Starbucks is shutting around 1% of its stores in North America
The chain is also axing 900 non-retail jobs.
In a message posted on the company’s website toward the end of last week, Starbucks’ CEO, Brian Niccol, announced that the chain would be shutting hundreds of stores that don’t fit with the “Back to Starbucks” vision he’s been implementing since taking the role just over a year ago. The closures will translate to a 1% drop in Starbucks’ North American store count, taking its total locations across the US and Canada to fewer than 18,300 by the end of the fiscal year.
Alongside the coffeehouse closures, Niccol also confirmed that the company would be eliminating about 900 non-retail positions in the region, instead investing in its “green apron partners” (baristas) and “elevated coffeehouse designs.”
For anyone worried about whether their local branch to pick up a pumpkin spice latte from has been chopped, Business Insider has started compiling a list of closing locations; as fans of the chain will know, Starbucks shutting stores rather than more cropping up is a pretty rare occurrence.

□ □ □ □ □ □ □

## Problems to work on
• a. In the Starbucks article, about how many non-retail positions does the company plan to eliminate?
• b. Rewrite everything from "Alongside the coffeehouse" down to "pretty rare occurrence." in the Starbucks article, substituting "caramel macchiato" for "pumpkin spice latte".

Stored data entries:

□ □ □ □ □ □ □

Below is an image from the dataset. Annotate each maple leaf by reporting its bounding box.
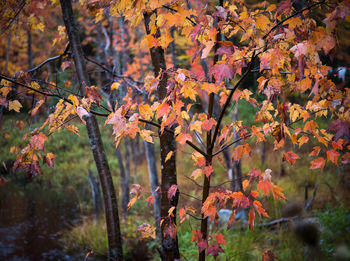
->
[197,239,208,253]
[341,152,350,165]
[202,118,216,131]
[105,112,126,135]
[165,151,174,162]
[179,208,186,224]
[208,63,235,83]
[157,102,170,119]
[327,149,340,165]
[282,151,299,166]
[135,223,156,239]
[191,230,203,242]
[168,185,177,200]
[204,165,214,178]
[191,169,203,179]
[176,133,192,145]
[309,146,321,157]
[328,119,350,141]
[145,195,154,206]
[248,208,255,230]
[43,152,56,168]
[85,86,103,106]
[257,179,273,196]
[0,177,7,187]
[310,157,326,169]
[9,100,22,112]
[298,136,309,148]
[262,250,277,261]
[140,130,154,143]
[207,244,224,260]
[30,132,47,150]
[215,234,227,246]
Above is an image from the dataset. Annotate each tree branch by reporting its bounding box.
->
[211,50,255,148]
[263,0,325,39]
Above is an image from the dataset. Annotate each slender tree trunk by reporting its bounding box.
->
[117,148,129,218]
[130,139,137,184]
[144,125,161,240]
[232,103,243,191]
[144,12,180,261]
[60,0,123,260]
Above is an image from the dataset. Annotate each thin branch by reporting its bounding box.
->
[180,191,202,201]
[211,50,255,148]
[28,43,70,73]
[162,5,197,26]
[1,0,26,34]
[0,74,108,117]
[263,0,325,39]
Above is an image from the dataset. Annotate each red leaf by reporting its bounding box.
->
[157,102,170,119]
[310,157,326,169]
[283,151,299,166]
[262,250,277,261]
[30,132,47,150]
[168,185,177,199]
[258,179,273,196]
[207,244,224,259]
[197,239,208,253]
[209,63,235,83]
[85,86,103,106]
[43,152,56,168]
[328,119,350,141]
[215,234,226,246]
[204,165,214,178]
[202,118,216,131]
[176,133,192,145]
[341,152,350,165]
[327,149,340,165]
[248,209,255,230]
[309,146,321,157]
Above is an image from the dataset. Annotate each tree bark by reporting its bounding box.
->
[60,0,123,260]
[144,12,180,261]
[144,125,162,240]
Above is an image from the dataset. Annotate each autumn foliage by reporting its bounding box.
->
[0,0,350,260]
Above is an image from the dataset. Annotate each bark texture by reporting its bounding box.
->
[144,12,180,261]
[60,0,123,260]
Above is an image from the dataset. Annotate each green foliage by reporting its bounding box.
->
[316,203,350,259]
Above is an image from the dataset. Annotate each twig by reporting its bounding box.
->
[211,50,255,148]
[263,0,325,39]
[28,43,70,73]
[162,5,197,26]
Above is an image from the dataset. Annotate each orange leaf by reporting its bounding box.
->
[310,157,326,169]
[309,146,321,157]
[327,149,340,165]
[204,165,214,178]
[248,208,255,230]
[176,133,192,145]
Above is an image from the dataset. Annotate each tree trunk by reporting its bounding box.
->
[89,169,103,222]
[232,104,243,191]
[117,147,129,218]
[60,0,123,260]
[144,125,162,240]
[144,12,180,261]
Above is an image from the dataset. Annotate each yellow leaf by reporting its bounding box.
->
[165,151,173,162]
[30,81,40,90]
[64,80,71,88]
[256,15,270,30]
[111,82,120,91]
[140,130,153,143]
[0,87,11,98]
[9,100,22,112]
[68,94,79,107]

□ □ □ □ □ □ □

## Answers to the tasks
• a. About 900.

• b.
Alongside the coffeehouse closures, Niccol also confirmed that the company would be eliminating about 900 non-retail positions in the region, instead investing in its “green apron partners” (baristas) and “elevated coffeehouse designs.”
For anyone worried about whether their local branch to pick up a caramel macchiato from has been chopped, Business Insider has started compiling a list of closing locations; as fans of the chain will know, Starbucks shutting stores rather than more cropping up is a pretty rare occurrence.